(Saved entries)
□ □ □ □ □

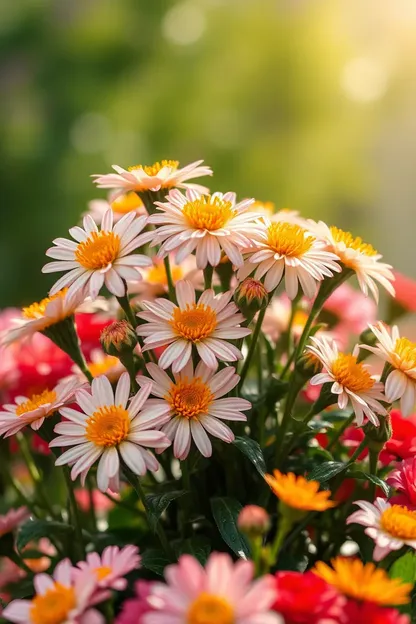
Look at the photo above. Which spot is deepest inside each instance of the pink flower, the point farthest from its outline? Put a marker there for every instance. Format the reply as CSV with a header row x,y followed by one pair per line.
x,y
223,591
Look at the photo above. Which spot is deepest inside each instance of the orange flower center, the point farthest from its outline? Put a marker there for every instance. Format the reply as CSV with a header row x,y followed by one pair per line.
x,y
399,522
194,323
54,606
351,374
98,251
288,239
208,608
189,399
108,426
208,213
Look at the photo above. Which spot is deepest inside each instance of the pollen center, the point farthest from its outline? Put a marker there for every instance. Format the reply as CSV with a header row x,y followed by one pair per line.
x,y
288,239
351,374
208,608
208,213
108,426
98,251
194,323
54,606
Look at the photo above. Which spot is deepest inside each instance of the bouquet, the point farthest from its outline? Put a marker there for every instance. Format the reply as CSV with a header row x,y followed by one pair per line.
x,y
197,422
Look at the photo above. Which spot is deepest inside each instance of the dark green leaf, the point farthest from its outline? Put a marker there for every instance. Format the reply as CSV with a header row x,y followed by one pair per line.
x,y
225,511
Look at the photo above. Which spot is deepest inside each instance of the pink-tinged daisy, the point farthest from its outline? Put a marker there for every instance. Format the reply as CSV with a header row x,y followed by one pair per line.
x,y
99,256
194,405
110,426
351,380
165,174
58,600
111,567
204,224
34,409
285,249
223,592
390,526
207,325
400,353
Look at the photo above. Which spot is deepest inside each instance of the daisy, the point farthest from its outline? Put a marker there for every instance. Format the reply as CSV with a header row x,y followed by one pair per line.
x,y
110,426
161,175
390,526
99,257
207,325
34,409
287,249
400,353
223,592
58,600
350,379
194,405
206,224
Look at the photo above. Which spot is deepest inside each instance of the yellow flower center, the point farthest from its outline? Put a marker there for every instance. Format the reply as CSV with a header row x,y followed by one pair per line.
x,y
288,239
399,522
98,251
208,213
35,401
108,426
351,374
54,606
189,399
194,323
210,609
126,203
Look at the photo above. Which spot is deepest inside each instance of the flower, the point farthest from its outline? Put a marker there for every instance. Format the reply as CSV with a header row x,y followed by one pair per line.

□ □ □ □ □

Your assignment
Reproduce the data in full. Do not carry over any picture.

Exercise output
Look at the photo above. Which spot is deepest inside each instance of the pink flower, the point farthest from its outline? Put a marker there for every instance. Format the reply as CSV with a header row x,y followed by one pair per line.
x,y
223,591
Look at the photo above. Which spot is deepest inside each instance of the orange flower center, the point farthest from its outline? Put a marker there for every instance. Format the reply as CSV with a header row x,y followed by one pair per line.
x,y
399,522
194,323
54,606
351,374
98,251
288,239
208,608
189,399
108,426
208,213
Look at the photo above. Which spot is deepest inside each instance of the pollen center, the point farthest from its outline? Put a marker there for every instance. Format the reply as CSV with a header row x,y followed by one pair per line.
x,y
288,239
351,374
208,608
208,213
108,426
98,251
194,323
54,606
Look at the photo above. Which spot is deepest inside each instance of the bouquet, the point farthest from its outline? Put a marker there for every instance. Format the reply as CSV with a header row x,y followed by one pair per line.
x,y
197,422
Look at the photo above. Which spot is deepest inside each instance of the dark green leaf, the point farthest from its outline? Put a marker there for every instance. Format the reply as CSV with a header row x,y followed by one pair per line.
x,y
225,511
Look at the photo above. Which spot is deepest inside each instance of the pink-tinged daisy, the point farthest from its outline? Put a marker there for every instance. Format the reply as CSV with a header row x,y followed by one pair per line.
x,y
99,256
194,405
110,426
351,380
165,174
58,600
111,567
204,224
34,409
285,249
223,592
390,526
207,325
400,353
Look at the photo above. Which spot is deepest inside each instance of the daisy, the point farthest from its outline? Put a marker there for every instance. Format the reply as CSV with a header row x,y followed by one pair per line.
x,y
110,426
161,175
390,526
99,257
207,325
34,409
287,249
400,353
223,592
58,600
350,379
194,405
206,224
Look at the photo above. Which spot is deepest inside each instance of the yellow flower center, the point farthest from its outline? Put a marker there for every instance. Format the reply as CSV with a header row x,y followed by one pair per line.
x,y
288,239
399,522
98,251
208,213
35,401
108,426
351,374
54,606
189,399
194,323
210,609
126,203
Look at the photo above. Which spot is deepest inside each instance of the flower, the point farthest from its outline? Put a marker there for every instance. Format the reply as CSV with a header row x,y followed by one pair per line.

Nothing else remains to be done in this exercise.